--- START ---

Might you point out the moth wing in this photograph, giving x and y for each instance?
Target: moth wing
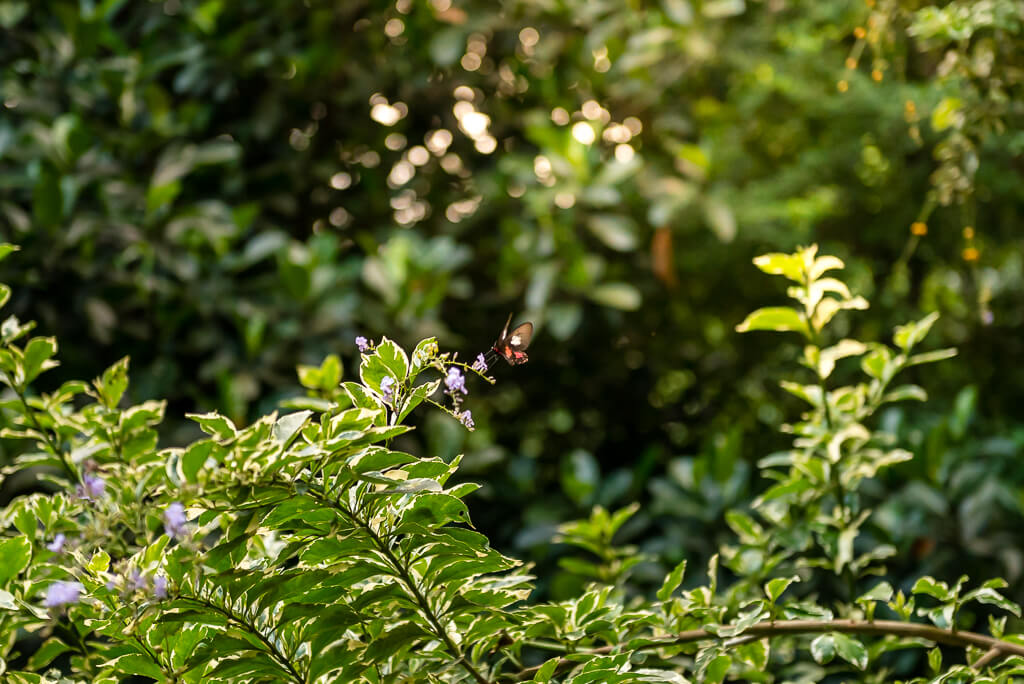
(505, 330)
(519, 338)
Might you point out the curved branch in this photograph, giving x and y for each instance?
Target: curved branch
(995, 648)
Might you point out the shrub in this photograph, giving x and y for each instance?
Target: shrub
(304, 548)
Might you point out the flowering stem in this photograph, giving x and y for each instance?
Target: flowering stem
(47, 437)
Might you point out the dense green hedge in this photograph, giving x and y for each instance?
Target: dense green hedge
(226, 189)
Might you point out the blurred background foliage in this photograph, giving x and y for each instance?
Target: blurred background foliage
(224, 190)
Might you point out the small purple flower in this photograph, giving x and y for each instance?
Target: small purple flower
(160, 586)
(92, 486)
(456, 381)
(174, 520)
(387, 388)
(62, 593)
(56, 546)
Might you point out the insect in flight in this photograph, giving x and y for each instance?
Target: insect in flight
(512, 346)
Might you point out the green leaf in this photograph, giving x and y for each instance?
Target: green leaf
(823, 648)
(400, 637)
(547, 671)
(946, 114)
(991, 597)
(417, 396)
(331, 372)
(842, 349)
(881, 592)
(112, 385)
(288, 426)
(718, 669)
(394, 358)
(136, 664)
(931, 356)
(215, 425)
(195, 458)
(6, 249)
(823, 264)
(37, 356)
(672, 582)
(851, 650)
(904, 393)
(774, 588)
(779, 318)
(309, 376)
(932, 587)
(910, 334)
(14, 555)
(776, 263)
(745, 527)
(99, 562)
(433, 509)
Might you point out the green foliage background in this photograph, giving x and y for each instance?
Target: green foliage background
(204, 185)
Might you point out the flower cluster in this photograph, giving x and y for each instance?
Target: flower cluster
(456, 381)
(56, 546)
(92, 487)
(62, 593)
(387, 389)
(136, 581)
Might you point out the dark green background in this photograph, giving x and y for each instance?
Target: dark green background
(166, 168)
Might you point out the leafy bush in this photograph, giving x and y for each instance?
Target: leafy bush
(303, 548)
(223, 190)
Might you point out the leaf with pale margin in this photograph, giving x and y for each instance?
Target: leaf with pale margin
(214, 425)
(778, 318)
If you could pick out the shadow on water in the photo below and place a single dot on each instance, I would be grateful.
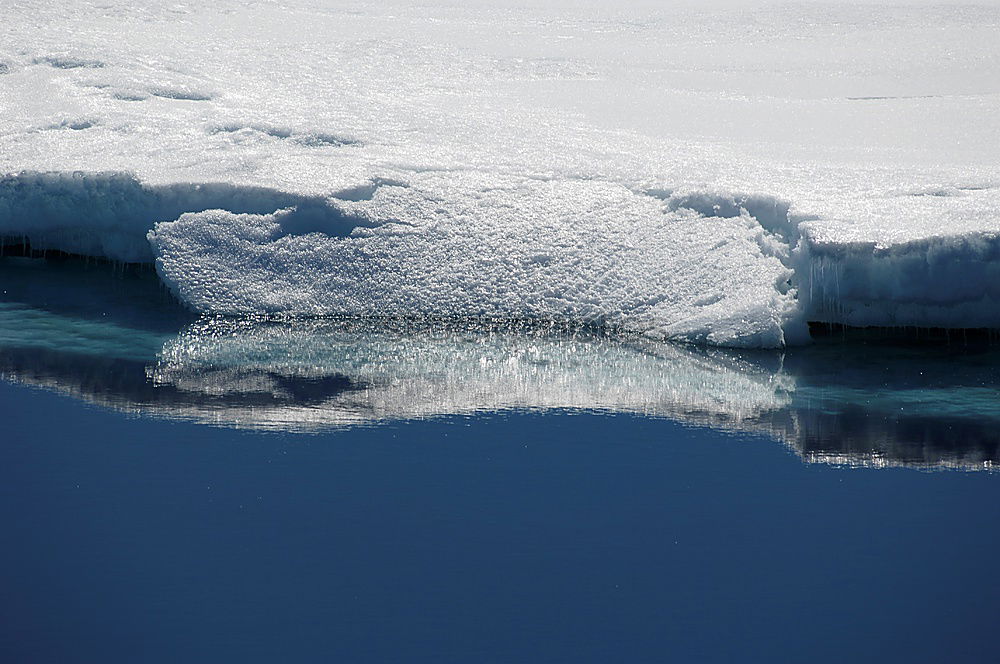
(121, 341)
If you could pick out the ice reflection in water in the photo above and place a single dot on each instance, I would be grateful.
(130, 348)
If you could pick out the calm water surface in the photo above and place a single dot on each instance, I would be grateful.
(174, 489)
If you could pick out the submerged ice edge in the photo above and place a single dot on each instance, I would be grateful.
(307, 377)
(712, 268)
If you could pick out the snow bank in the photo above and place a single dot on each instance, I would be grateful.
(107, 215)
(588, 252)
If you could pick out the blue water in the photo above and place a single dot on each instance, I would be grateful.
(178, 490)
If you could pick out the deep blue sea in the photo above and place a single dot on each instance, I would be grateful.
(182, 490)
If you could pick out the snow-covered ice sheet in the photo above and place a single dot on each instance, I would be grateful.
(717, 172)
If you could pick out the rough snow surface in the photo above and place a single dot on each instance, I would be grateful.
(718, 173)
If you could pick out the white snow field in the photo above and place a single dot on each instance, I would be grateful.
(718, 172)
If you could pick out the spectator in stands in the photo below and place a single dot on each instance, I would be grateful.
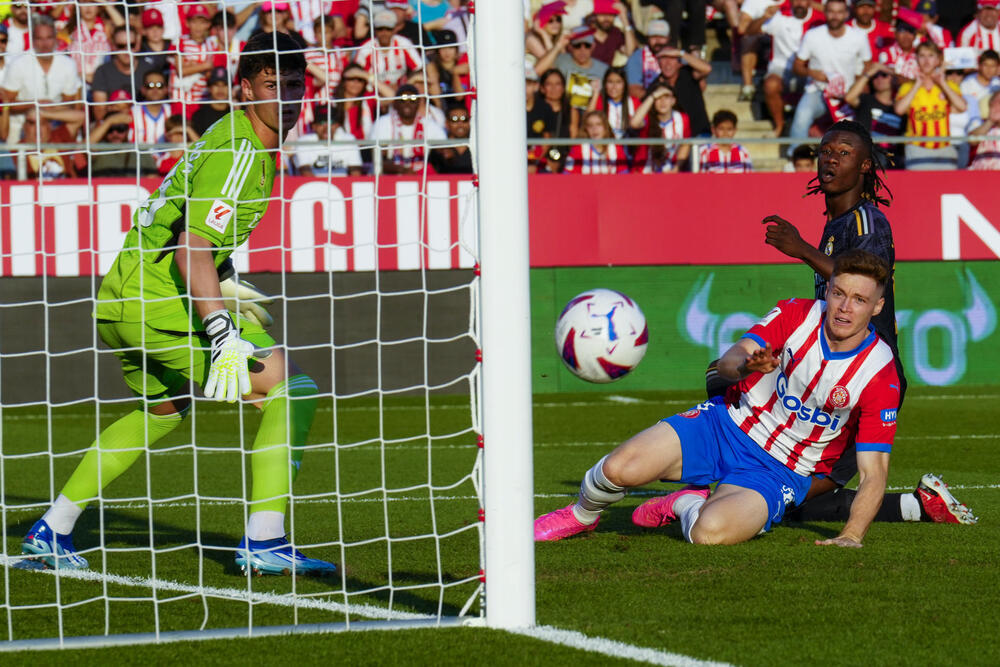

--- END ---

Copy all the entries above exactly as they stand, except for the pictures.

Might you point out the moth wing in this photograph, giving x and y for each instance?
Target: moth wing
(505, 330)
(519, 338)
Might you point out the curved branch in this photograph, giving x and y for each instance?
Target: curved branch
(995, 648)
Might you point out the shrub in this photograph, giving x and y for each instance?
Target: shrub
(304, 548)
Might you point out the flowering stem in this photograph, giving x and y for each instance?
Target: flowering stem
(47, 437)
Might you point out the dense green hedge in this photograph, giving x and y for each instance?
Target: dense green hedge
(226, 189)
Might you point out the blurred background foliage in this photograph, giving x and y for each instance?
Target: blurred background foliage
(224, 190)
Might you point out the small purple flower in this photograph, giving x and y for each instance?
Target: small purple flower
(160, 586)
(92, 486)
(456, 381)
(174, 520)
(387, 388)
(62, 593)
(56, 546)
Might you point out the insect in flight in this photograph, giving x and y for each instance?
Target: insect in flight
(512, 346)
Might you point out the green leaf in this photograph, giving x and y for each instance?
Target: green leaf
(823, 648)
(400, 637)
(547, 671)
(946, 114)
(991, 597)
(417, 396)
(331, 372)
(842, 349)
(881, 592)
(112, 385)
(288, 426)
(718, 669)
(394, 358)
(136, 664)
(931, 356)
(215, 425)
(195, 458)
(6, 249)
(823, 264)
(37, 356)
(672, 582)
(851, 650)
(904, 393)
(774, 588)
(779, 318)
(309, 376)
(932, 587)
(910, 334)
(14, 555)
(776, 263)
(745, 527)
(99, 562)
(433, 509)
Might you point out the green foliage background in this photograph, giving x and y for each instance?
Target: green foliage background
(204, 185)
Might you point out the flower cluster in this photograph, giving x and y for each instance?
Target: flower cluster
(456, 381)
(56, 546)
(92, 487)
(62, 593)
(387, 389)
(136, 581)
Might you point out the dark green background in this photograph, giving x and y for each instance?
Target: dark green background
(166, 168)
Might you point out the leafy bush in this photograph, giving x and y for each instance?
Target: leafy bush
(303, 548)
(223, 190)
Might you point out the leaf with pale margin in this photograph, giving x and y for each instance?
Target: leaf with pale margin
(214, 425)
(778, 318)
If you could pick out the shadow on water in the photo below and place a single dot on each instance, I would be grateful.
(121, 341)
If you could pick out the ice reflection in water in the photo above and place a single dot on each instance, I would be grateful.
(130, 348)
If you could pick out the calm water surface in the photo above and place a single dot on each instance, I would be grateful.
(174, 489)
If you could pick out the submerged ice edge in the photo above and place a single dot on each instance, I would be grateful.
(307, 377)
(712, 268)
If you could pick out the snow bank in the photo above and place a single dot on each instance, I would be grateful.
(107, 215)
(588, 252)
If you could pick out the blue water in the photo above and place a single dot on each instance, I would be grateful.
(178, 490)
If you could pick out the deep blue sea in the photo above and place a single dot on each instance, I would be grateful.
(182, 490)
If you could pick out the snow-covered ice sheet in the photo above and place a single dot on each instance, I would be grateful.
(717, 172)
If you could pick out the rough snow surface in the photo above and place a single dot on each instance, I would be grateful.
(718, 173)
If you could pick out the white snow field in the photo above and place a single dot on each instance, I would be grateful.
(718, 172)
If you could pick out the spectator in stands in the photo below and place a single dot on each instance, I would be grateful.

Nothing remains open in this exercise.